(Dataset rows)
━━━━━━━━━━━━━━━━━━━━━━━━━━━━━━
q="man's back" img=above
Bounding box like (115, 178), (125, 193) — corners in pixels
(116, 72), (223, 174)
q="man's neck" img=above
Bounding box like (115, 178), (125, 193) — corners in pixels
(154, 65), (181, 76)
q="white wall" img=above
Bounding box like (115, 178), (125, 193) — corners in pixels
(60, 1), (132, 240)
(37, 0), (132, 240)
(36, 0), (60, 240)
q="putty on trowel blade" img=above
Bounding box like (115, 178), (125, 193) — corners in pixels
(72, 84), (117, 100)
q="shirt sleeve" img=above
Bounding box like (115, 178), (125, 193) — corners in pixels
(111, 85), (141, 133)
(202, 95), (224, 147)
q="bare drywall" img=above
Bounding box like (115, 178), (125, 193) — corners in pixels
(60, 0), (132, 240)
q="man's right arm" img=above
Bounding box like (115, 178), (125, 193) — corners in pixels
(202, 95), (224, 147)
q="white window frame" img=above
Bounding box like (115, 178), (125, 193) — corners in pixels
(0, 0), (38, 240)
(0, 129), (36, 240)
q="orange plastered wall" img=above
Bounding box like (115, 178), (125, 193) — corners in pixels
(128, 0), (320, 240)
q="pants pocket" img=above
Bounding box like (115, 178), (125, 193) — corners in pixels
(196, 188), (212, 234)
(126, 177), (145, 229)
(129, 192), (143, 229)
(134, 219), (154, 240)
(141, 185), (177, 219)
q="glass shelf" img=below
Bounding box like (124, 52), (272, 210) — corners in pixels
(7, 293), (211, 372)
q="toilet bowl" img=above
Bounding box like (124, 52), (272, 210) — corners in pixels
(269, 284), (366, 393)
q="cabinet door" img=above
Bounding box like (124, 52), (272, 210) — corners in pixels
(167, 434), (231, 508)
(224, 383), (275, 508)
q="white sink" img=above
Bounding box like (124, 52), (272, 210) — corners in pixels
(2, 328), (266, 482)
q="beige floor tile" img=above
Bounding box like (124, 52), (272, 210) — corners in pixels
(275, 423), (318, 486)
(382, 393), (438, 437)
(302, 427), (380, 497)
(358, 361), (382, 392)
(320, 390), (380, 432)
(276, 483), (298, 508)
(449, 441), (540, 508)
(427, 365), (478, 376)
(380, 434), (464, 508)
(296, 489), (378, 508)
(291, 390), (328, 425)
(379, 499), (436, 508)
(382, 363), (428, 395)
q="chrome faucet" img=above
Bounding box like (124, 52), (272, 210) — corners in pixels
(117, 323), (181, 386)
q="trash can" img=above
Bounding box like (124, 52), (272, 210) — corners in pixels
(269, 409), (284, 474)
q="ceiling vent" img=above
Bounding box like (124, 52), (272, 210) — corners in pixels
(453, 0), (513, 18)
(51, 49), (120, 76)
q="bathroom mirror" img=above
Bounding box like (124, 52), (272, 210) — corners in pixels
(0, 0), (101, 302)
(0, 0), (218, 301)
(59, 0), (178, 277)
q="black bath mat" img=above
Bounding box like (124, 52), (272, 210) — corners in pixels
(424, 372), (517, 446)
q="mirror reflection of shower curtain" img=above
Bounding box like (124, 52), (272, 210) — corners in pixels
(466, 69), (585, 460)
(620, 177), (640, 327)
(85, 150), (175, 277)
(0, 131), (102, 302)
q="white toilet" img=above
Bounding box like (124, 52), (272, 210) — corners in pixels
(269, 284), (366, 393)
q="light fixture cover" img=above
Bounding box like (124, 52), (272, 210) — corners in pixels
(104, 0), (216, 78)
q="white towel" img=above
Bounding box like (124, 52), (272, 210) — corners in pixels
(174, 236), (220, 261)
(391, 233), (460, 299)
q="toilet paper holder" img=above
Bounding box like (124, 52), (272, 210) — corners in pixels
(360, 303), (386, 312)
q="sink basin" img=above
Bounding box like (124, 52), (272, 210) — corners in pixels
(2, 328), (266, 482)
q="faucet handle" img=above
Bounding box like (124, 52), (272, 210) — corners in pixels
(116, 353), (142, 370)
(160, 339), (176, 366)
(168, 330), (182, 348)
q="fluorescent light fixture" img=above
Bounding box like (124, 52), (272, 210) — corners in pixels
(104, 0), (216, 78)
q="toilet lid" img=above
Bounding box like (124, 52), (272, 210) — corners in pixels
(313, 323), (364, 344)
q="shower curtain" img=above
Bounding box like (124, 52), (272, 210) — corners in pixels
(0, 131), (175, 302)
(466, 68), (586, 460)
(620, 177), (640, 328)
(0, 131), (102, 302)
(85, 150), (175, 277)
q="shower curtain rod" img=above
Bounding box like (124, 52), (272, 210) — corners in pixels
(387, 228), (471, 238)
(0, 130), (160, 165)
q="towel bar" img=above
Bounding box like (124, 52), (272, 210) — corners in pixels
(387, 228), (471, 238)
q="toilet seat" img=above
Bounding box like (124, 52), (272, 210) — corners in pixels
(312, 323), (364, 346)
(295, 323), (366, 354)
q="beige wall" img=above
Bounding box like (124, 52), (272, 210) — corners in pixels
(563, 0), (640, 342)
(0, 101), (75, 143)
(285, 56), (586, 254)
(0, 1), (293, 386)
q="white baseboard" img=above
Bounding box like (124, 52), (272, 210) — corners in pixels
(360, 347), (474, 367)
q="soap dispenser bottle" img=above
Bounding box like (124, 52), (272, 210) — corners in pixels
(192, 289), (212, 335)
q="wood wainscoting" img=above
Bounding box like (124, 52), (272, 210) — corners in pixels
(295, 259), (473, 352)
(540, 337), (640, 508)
━━━━━━━━━━━━━━━━━━━━━━━━━━━━━━
WHAT IS REQUIRED:
Update these items, replacing "corners in pixels" with "top-left and bottom-right corners in pixels" everywhere it occurs and keeping everything else unchanged.

RESPONSE:
q="man's back" img=above
Bounding box like (115, 178), (125, 193) — top-left and bottom-right corners in pixels
(116, 72), (223, 174)
q="man's neck" img=above
Bounding box like (115, 178), (125, 193) — top-left and bottom-right corners in pixels
(154, 65), (181, 76)
q="white wall" img=above
Bounding box like (115, 178), (125, 193) — top-left and bottom-right corners in pixels
(60, 1), (132, 240)
(37, 0), (132, 240)
(36, 0), (60, 240)
q="putty on trowel blade" img=above
Bounding box like (115, 178), (125, 193) — top-left and bottom-right corners in pixels
(72, 84), (117, 100)
q="shirt sleeve" img=above
Bounding box like (115, 178), (125, 193) — top-left and bottom-right corners in pixels
(111, 85), (141, 133)
(202, 95), (224, 147)
q="bare drywall" img=above
Bounding box like (115, 178), (125, 193) — top-left and bottom-right corners in pixels
(60, 0), (132, 240)
q="man's right arm" img=above
Bounding box like (115, 178), (125, 193) — top-left and bottom-right corners in pixels
(202, 95), (224, 147)
q="white window frame" img=above
Bounding box like (115, 178), (125, 193) — top-left and bottom-right corners in pixels
(0, 0), (38, 240)
(0, 129), (36, 240)
q="orange plastered wall" img=above
Bounding box like (115, 178), (125, 193) — top-left and bottom-right corners in pixels
(128, 0), (320, 240)
q="pants pocket" img=above
Bounding box like (115, 178), (125, 193) — top-left and bottom-right corners in pixels
(196, 188), (212, 234)
(126, 177), (145, 229)
(129, 192), (143, 229)
(134, 219), (154, 240)
(141, 185), (177, 219)
q="glass shelf" img=below
Bounding box like (124, 52), (272, 210) — top-left and bottom-right corners in pixels
(7, 293), (211, 372)
q="toilet bowl" img=above
Bounding box like (124, 52), (272, 210) — top-left and bottom-right corners in pixels
(269, 284), (366, 393)
q="cabinet door" img=above
Bounding box like (124, 52), (272, 210) — top-left and bottom-right corners in pixels
(167, 434), (231, 508)
(224, 383), (275, 508)
q="white sink" img=above
Bounding box like (124, 52), (272, 210) — top-left and bottom-right corners in pixels
(2, 328), (266, 482)
q="beige floor tile" img=above
Bounding box like (124, 52), (272, 210) — top-left and bottom-right corners in pixels
(275, 423), (318, 486)
(382, 393), (438, 437)
(302, 427), (380, 497)
(358, 361), (382, 392)
(320, 390), (380, 432)
(276, 483), (298, 508)
(449, 441), (540, 508)
(427, 365), (478, 376)
(380, 434), (464, 508)
(296, 489), (378, 508)
(291, 390), (328, 425)
(379, 499), (436, 508)
(382, 363), (428, 395)
q="chrome faucet" img=above
Bounding box like (124, 52), (272, 210) — top-left and bottom-right corners in pixels
(117, 323), (181, 386)
q="trash can" img=above
Bounding box like (124, 52), (272, 210) — top-left and bottom-right corners in pixels
(269, 409), (284, 474)
q="ceiling vent" img=above
Bounding box like (124, 52), (272, 210) — top-left and bottom-right corners in pixels
(453, 0), (513, 18)
(51, 49), (120, 76)
q="bathroom mirror" img=above
Bounding box like (124, 52), (272, 210) — top-left and bottom-right corners in pixels
(0, 0), (101, 302)
(0, 0), (218, 301)
(59, 0), (178, 277)
q="black bath mat" img=above
Bounding box like (124, 52), (272, 210) — top-left and bottom-right corners in pixels
(424, 372), (517, 446)
q="mirror reflection of shower curtain" img=above
Bounding box like (124, 52), (272, 210) — top-left and bottom-right corners in pixels
(466, 69), (585, 460)
(620, 177), (640, 327)
(85, 150), (175, 277)
(0, 131), (102, 302)
q="white toilet" img=above
Bounding box like (124, 52), (272, 210) — top-left and bottom-right corners in pixels
(269, 284), (366, 393)
q="light fixture cover" img=above
Bounding box like (124, 52), (272, 210) — top-left and bottom-right corners in pixels
(104, 0), (216, 78)
q="white towel" img=above
Bounding box like (124, 52), (272, 210) — top-left and bottom-right corners in pixels
(174, 236), (220, 261)
(391, 233), (460, 299)
q="toilet paper holder" img=above
Bounding box like (124, 52), (272, 210) — top-left and bottom-right corners in pixels
(360, 303), (386, 312)
q="sink basin" img=above
Bounding box like (124, 52), (272, 210) — top-left and bottom-right corners in pixels
(2, 328), (266, 482)
q="faucet handle" img=above
Bounding box like (124, 52), (272, 210) — top-left and bottom-right corners in pixels
(116, 353), (142, 370)
(160, 339), (176, 366)
(168, 330), (182, 348)
q="fluorescent light fixture" img=above
Bounding box like (124, 52), (272, 210) — top-left and bottom-right corners in pixels
(104, 0), (216, 78)
q="toilet lid" img=above
Bounding box like (124, 52), (272, 210) — top-left and bottom-right corners in pixels
(313, 323), (364, 344)
q="shower curtain" img=above
Bounding box like (124, 52), (272, 210) — top-left and bottom-right corners in pixels
(0, 131), (175, 302)
(466, 68), (586, 460)
(620, 177), (640, 328)
(0, 131), (102, 302)
(85, 150), (175, 277)
q="shower curtain rod" img=above
Bounding box like (124, 52), (272, 210) — top-left and bottom-right corners in pixels
(387, 228), (471, 238)
(0, 130), (160, 165)
q="towel bar" img=above
Bounding box like (124, 52), (272, 210) — top-left and bottom-right corners in pixels
(387, 228), (471, 238)
q="toilet seat" img=above
Bounding box like (124, 52), (272, 210) — top-left and bottom-right corners in pixels
(312, 323), (364, 346)
(295, 323), (366, 354)
q="beige wall" img=above
Bounding box like (124, 52), (272, 210) — top-left and bottom-right corners in pixels
(563, 0), (640, 342)
(0, 101), (75, 143)
(285, 56), (586, 254)
(0, 1), (293, 386)
q="white baseboard" img=above
Bounding box like (124, 52), (272, 210) — top-left and bottom-right corners in pixels
(360, 347), (474, 367)
q="soap dispenser bottle" img=above
Bounding box like (124, 52), (272, 210) — top-left and bottom-right corners in pixels
(192, 289), (212, 335)
q="wood wainscoting" img=above
Bounding box like (124, 52), (272, 210) — top-left and bottom-right corners in pixels
(295, 259), (473, 352)
(540, 337), (640, 508)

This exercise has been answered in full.